Given task A: Quote the part of the Age Of Empires article that begins with the words containing "After AoE I" and ends with "our own goals.".
Given task B: Name every video game title mentioned in the Age Of Empires article.

Page extract:

┌────────

That Age Of Empires wasn't quite the Life Sim game they'd signed up to publish didn't seem to worry Microsoft as it soon became apparent during months of testing both at Ensemble and Microsoft HQs that it would be a huge success, with forecasts putting worldwide sales at the half a million mark. This for Microsoft made the game comparable only with MS Flight Sim and MS Golf, their only two real hit games to date. In fact, the game was so successful that the first shipment totally sold out, leaving Christmas shelves across the US empty of stock.

We had no idea at the time, but, in hindsight, AoE turned out to be a real blessing for Microsoft as well as for Ensemble Studios, says Rick. Microsoft was suffering badly in the minds of gamers and in the press. Even we felt the splash damage before the game was completed. At one point, before the game shipped, we wondered whether the Microsoft name might actually have a negative connotation in the minds of gamers.

We only realised how successful the game was after we ran out of copies during the holiday period in 1997 and it went past one million copies sold. Recalls Bruce. It was continuing to sell really well at that point, there was a huge fan community around the game, and it was clear it was appealing to a broad audience. The response greatly surpassed our expectations, although we knew the game was good.

It was at this point that Rick Goodman, the game's leading architect, decided to leave the studio he helped create. In 1998, he formed Stainless Steel Studios and soon began development on Empire Earth, in many respects an even more ambitious game than AoE. This took the real-time concepts of its predecessor and added in the entire past, present and potential future of Earth history.

After AoE I had a clear vision of the game I wanted to do next, says Rick. Ensemble also had a clear vision, so we amicably parted company so we could each pursue our own goals.

They Sold A Million

Today with combined sales of Age Of Empires, its two sequels and two expansion packs in excess of 8.5 million, it seems unlikely the series will ever come to an end. What imperfections remained have largely been ironed out as the series has evolved. Though relatively basic, the real-time clashes inspired by Warcraft are today regimented battles, with players able to organise their armies into intricate formations - just one of Ensemble's innovations that come as standard in realtime strategy games since. The latest in the series, Age Of Mythology, takes the series in a new direction, both in terms of setting and the new technology powering it, though the core concept -to have fun - has remained central.

└────────

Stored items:
┌────────

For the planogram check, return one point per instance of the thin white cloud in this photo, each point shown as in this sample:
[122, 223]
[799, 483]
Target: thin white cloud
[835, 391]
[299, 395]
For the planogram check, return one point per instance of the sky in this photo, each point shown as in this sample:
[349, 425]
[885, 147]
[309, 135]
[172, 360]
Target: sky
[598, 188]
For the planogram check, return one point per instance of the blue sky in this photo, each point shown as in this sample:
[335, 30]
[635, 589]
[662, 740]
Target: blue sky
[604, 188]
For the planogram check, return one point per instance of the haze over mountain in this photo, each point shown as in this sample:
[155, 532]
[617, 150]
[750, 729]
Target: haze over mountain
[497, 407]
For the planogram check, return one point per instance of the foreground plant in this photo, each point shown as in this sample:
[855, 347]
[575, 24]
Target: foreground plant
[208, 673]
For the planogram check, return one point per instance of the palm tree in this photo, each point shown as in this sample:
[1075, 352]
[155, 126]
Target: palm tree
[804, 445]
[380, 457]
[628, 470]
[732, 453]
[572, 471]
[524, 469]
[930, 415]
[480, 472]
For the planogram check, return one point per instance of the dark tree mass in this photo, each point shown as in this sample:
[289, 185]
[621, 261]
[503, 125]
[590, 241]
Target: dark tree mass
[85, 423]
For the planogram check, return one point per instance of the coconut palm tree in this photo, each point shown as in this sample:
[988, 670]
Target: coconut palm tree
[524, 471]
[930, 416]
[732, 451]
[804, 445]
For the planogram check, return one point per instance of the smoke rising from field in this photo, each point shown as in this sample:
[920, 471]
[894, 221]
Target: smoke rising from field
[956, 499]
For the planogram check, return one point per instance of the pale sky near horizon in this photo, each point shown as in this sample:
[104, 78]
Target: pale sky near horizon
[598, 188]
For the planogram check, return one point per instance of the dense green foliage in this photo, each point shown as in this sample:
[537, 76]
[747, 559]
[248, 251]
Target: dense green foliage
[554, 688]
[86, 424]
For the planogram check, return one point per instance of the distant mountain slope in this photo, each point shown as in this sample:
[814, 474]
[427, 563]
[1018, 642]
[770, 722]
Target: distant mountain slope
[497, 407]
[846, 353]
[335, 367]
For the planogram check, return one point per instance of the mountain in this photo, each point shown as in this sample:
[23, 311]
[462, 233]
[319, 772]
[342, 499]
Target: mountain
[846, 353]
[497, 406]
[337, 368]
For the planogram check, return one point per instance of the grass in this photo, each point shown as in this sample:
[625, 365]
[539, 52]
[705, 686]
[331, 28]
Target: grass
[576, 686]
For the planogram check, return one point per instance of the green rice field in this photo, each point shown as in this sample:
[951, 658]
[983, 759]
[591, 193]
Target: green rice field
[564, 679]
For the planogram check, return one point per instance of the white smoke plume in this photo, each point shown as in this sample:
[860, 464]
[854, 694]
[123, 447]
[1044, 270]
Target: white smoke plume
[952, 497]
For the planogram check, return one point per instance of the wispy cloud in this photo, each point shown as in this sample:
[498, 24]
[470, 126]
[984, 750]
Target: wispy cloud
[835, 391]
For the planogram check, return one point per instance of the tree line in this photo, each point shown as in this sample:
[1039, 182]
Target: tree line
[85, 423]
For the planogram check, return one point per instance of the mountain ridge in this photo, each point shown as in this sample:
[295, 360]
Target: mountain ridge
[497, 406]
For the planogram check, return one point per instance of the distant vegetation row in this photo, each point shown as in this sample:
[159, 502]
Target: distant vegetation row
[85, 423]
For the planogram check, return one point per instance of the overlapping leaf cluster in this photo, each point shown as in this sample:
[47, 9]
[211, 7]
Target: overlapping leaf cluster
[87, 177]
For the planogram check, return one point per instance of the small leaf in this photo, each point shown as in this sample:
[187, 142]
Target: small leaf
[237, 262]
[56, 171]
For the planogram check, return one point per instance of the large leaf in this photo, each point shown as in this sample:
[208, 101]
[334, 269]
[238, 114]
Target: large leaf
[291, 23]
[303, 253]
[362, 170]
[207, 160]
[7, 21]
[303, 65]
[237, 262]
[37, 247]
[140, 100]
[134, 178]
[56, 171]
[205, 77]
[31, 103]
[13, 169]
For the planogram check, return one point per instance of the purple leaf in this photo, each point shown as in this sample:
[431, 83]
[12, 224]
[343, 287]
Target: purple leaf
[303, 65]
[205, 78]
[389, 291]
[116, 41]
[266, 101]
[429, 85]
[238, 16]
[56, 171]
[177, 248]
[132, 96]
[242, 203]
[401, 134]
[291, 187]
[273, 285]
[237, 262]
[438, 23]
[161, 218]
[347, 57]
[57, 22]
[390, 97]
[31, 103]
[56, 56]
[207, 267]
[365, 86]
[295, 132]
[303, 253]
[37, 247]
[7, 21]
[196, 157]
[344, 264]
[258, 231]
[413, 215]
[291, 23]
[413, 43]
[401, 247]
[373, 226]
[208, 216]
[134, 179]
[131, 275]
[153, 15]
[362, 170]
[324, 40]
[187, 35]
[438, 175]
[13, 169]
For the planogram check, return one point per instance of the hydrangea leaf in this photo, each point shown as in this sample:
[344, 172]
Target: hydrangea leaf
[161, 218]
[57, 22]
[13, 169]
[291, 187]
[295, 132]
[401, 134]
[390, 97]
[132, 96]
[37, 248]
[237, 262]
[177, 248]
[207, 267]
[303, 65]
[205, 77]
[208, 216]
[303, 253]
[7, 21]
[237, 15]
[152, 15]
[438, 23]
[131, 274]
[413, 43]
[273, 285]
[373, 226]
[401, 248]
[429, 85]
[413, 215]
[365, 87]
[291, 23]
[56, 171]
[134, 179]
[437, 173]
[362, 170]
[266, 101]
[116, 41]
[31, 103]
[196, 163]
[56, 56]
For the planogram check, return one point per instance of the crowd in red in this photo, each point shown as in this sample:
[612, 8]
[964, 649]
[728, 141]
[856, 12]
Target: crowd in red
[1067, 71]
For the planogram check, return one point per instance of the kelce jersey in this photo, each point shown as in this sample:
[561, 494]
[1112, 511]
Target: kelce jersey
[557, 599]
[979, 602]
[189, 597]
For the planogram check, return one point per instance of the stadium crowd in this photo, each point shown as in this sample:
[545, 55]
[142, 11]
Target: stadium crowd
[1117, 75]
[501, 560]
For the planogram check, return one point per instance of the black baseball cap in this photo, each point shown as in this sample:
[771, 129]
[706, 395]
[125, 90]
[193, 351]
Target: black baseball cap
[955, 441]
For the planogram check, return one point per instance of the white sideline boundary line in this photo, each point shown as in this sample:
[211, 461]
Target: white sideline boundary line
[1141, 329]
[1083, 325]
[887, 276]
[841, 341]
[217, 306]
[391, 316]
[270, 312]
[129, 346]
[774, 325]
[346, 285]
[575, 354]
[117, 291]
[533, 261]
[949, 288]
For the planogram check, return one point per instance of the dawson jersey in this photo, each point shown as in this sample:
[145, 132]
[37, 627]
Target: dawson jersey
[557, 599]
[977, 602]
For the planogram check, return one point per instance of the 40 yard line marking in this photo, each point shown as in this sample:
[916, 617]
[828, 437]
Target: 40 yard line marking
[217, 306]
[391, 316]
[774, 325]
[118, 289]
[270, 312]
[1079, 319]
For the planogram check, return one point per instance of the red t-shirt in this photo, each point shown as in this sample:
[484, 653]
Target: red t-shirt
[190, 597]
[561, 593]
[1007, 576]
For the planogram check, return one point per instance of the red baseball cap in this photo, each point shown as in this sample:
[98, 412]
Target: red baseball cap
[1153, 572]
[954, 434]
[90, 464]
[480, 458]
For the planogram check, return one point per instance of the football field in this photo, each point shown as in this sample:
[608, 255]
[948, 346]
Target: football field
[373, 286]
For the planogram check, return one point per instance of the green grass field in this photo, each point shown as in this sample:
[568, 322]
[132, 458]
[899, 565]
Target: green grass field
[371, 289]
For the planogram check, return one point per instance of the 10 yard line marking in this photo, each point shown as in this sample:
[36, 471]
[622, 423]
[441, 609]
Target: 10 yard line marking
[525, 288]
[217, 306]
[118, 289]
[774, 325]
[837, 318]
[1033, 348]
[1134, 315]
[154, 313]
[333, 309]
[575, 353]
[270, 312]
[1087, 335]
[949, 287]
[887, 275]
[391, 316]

└────────

Full answer A:
After AoE I had a clear vision of the game I wanted to do next, says Rick. Ensemble also had a clear vision, so we amicably parted company so we could each pursue our own goals.

Full answer B:
Age Of Empires
MS Flight Sim
MS Golf
Empire Earth
Warcraft
Age Of Mythology